Aside from your views on abortion law or health insurance costs, these are shocking attempts by a state to mandate certain behavior from its citizens, both inside and outside state lines. Suddenly, my state residence seems much more important, and the phrase "if you don't like it, you can move" seems both more ominous and more probable from many of the states I've lived in and loved.

5 Comments:

  • As far as I am concerned when speaking about abortions rights they are a classist argument .. I mean who gets the right to abort? Is prochoice WOMAN only? .. does this mean that a man has no procreational rights? talk about unfair I hope they all are made felons for the idea .. the old saying its my body doesnt really comply when speaking about habeous corpus which mean bring forth the body in latin.. for one.. the baby is not only your body is is the combined bodies of more than one person... and the portal of genetic transmissions for all family lines including males and females.. so no I dont think a few classist females should have the right to 100% totalitarian abortion rights.. maybe as men we should ask should we deny woman the right to procreate? Without first asking a males approval.. after years of woman not having rights males pose the question.. should we allow woman in out society to have rights? and how do they respond? what rights do they ask for? to make us felons for not paying "CHILD SUPPORT" tithes to womans.. alimony.. palimony.. loss of procratory rights..dowerys.. right to abort my children at their will.. definng men as the "Breadwinner" and woman as the "nurturer".. when most parents do both jobs.. and the final last straw using buzzwords such as "Deadbeat dad" mothers are deadbeats also.. but you dont hear deadbeat moms.. also.. they like to say "spermdonor" I like to think that I own my body also.. so those are my sperm.. I created them Im a sperm owner.. I didnt give them anything.. I shared my procratory abilities equaly so that two people a man and a woman could assend into nature.. If woman think that I would ever give up my right to that you are surely mistaken..

    By Anonymous Anonymous, at 9:13 PM  

  • Yippee! My very first troll! You came over from Flea's blog to make me feel better, didn't you? Gosh, I'm thrilled. Thanks so much.

    You know, my middle school boys also use that argument about "owning" sperm. My question is, if they are so concerned about the welfare of the little spermies, why do they keep giving them away?

    By Blogger Trope, at 10:31 PM  

  • I just wanted you to hear the words "deadbeat mom" in context. My ex-wife is a deadbeat mother who hasn't had contact with our son in close to four years. She lives in MA also... maybe I should call her an "egg donor?" She certainly hasn't "donated" much else. Personally, even though his mother is a scumbag, I'm thrilled that my son was born. Having him around has really changed my life and my priorities for the better. My 2 cents...

    By Anonymous Anonymous, at 11:13 PM  

  • All these states from South Dakota down to the abomination in Ohio are aiming far beyond their state lines.

    They're on a direct path to the Supreme Court.

    The American Taliban at its finest.

    Ann

    By Blogger Granny, at 2:56 AM  

  • Are all trolls anonymous or just the ones I've seen?

· · · · ·

### WORK REQUEST 1
In the blog excerpt, why does the writer's state residence suddenly seem more important? Answer in one to three sentences.
### WORK REQUEST 2
Reproduce the blog excerpt's wording precisely, starting at "By Blogger Trope, at" and ending at "the Supreme Court.".
### WORK REQUEST 3
According to the comment posted at 11:13 PM in the blog excerpt, how long has the commenter's ex-wife gone without contact with their son?

### Stored records
· · · · ·

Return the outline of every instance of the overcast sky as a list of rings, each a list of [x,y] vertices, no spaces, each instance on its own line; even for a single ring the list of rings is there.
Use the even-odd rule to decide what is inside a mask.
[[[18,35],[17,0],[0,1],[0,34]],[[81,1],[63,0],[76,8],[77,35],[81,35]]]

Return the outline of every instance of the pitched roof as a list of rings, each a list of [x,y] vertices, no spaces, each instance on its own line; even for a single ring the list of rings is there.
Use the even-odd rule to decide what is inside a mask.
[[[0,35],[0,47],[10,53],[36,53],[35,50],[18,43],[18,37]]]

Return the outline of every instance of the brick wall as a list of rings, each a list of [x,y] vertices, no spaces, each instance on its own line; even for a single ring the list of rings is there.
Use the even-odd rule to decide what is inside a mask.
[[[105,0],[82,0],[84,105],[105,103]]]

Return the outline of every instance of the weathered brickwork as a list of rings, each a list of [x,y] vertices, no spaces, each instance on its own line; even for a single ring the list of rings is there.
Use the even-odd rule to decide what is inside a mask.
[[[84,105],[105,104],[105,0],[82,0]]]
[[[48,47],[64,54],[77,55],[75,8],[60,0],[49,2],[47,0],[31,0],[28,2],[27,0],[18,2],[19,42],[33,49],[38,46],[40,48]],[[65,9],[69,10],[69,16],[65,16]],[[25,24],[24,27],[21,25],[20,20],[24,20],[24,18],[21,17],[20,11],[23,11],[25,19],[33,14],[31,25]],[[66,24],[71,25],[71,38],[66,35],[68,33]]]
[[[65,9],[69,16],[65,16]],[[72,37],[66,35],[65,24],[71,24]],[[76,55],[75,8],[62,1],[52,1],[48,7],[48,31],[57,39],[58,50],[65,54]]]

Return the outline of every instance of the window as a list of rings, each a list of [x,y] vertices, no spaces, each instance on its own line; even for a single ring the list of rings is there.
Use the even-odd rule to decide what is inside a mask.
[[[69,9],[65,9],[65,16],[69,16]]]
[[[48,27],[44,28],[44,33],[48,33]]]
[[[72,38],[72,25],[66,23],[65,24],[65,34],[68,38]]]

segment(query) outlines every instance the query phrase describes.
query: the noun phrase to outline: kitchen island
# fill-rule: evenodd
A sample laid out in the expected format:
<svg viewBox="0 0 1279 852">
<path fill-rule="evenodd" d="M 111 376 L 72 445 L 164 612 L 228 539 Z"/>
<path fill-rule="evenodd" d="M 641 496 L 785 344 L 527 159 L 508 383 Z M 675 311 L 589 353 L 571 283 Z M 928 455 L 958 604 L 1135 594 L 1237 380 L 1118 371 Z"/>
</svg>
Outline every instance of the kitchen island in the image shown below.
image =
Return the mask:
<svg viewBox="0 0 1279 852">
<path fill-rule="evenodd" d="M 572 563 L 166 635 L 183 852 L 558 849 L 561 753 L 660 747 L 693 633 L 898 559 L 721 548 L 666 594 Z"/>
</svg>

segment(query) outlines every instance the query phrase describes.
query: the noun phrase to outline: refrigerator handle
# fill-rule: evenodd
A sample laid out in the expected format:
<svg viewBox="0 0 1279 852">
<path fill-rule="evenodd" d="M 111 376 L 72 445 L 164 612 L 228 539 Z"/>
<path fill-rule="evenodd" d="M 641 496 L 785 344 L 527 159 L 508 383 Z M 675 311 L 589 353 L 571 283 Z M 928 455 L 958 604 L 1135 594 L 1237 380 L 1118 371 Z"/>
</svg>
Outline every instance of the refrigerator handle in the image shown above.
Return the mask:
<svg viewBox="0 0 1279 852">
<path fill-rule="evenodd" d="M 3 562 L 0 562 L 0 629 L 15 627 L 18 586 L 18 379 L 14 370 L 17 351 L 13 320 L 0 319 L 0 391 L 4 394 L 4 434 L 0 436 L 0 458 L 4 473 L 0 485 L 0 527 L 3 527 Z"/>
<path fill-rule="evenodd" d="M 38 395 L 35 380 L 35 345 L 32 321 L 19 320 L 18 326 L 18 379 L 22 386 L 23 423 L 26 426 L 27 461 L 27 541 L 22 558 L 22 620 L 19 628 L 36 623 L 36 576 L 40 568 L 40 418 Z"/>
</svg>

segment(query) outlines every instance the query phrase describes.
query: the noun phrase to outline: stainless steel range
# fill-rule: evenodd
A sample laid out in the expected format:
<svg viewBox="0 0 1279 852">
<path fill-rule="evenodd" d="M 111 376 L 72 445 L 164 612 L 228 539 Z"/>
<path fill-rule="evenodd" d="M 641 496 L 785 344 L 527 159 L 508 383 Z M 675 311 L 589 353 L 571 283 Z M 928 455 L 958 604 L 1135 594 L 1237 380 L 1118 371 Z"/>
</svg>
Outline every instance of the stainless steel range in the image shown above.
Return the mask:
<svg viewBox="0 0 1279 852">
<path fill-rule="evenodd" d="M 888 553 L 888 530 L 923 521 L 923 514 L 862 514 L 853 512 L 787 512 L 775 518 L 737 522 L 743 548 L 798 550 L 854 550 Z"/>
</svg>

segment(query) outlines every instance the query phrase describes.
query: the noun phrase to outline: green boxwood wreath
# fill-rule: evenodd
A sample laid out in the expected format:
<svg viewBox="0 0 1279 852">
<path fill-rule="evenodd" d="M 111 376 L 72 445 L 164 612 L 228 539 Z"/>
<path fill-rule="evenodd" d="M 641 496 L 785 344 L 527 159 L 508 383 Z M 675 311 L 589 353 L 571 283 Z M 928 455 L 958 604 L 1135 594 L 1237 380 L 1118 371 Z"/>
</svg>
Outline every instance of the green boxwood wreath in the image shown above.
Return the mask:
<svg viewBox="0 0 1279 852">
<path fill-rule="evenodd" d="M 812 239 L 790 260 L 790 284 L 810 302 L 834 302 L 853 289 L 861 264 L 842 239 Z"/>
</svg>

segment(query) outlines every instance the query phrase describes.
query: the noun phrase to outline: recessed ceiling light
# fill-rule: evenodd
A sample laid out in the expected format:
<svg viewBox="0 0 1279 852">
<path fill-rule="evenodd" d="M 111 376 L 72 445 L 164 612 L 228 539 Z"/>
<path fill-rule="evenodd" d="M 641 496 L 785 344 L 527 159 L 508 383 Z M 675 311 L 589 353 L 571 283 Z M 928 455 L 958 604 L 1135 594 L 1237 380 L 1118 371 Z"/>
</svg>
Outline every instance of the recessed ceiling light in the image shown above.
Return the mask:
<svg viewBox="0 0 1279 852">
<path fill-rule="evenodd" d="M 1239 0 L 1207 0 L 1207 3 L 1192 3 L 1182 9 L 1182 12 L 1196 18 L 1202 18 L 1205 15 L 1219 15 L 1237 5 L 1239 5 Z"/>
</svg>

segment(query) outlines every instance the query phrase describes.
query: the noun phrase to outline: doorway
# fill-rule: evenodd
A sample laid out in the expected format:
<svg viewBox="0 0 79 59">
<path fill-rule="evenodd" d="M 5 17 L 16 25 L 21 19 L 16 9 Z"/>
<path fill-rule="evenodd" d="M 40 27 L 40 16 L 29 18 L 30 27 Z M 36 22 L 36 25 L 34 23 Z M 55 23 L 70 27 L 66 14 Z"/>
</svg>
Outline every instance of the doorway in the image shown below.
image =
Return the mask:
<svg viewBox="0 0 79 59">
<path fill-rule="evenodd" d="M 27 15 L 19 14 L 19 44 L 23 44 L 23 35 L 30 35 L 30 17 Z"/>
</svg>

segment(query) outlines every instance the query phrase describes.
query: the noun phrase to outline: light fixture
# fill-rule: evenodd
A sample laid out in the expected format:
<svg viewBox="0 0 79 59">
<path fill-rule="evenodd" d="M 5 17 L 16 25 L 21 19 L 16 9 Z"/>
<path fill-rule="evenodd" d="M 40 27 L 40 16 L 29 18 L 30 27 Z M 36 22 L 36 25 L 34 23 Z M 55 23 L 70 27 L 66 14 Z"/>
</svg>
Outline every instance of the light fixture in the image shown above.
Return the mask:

· · · · ·

### WORKED SOLUTION 1
The writer calls these state laws shocking attempts to mandate certain behavior from citizens, both inside and outside state lines. Because a state now reaches that far, which state one lives in matters much more.

### WORKED SOLUTION 2
By Blogger Trope, at 10:31 PM  

  • I just wanted you to hear the words "deadbeat mom" in context. My ex-wife is a deadbeat mother who hasn't had contact with our son in close to four years. She lives in MA also... maybe I should call her an "egg donor?" She certainly hasn't "donated" much else. Personally, even though his mother is a scumbag, I'm thrilled that my son was born. Having him around has really changed my life and my priorities for the better. My 2 cents...

    By Anonymous Anonymous, at 11:13 PM  

  • All these states from South Dakota down to the abomination in Ohio are aiming far beyond their state lines.

    They're on a direct path to the Supreme Court.

### WORKED SOLUTION 3
Close to four years.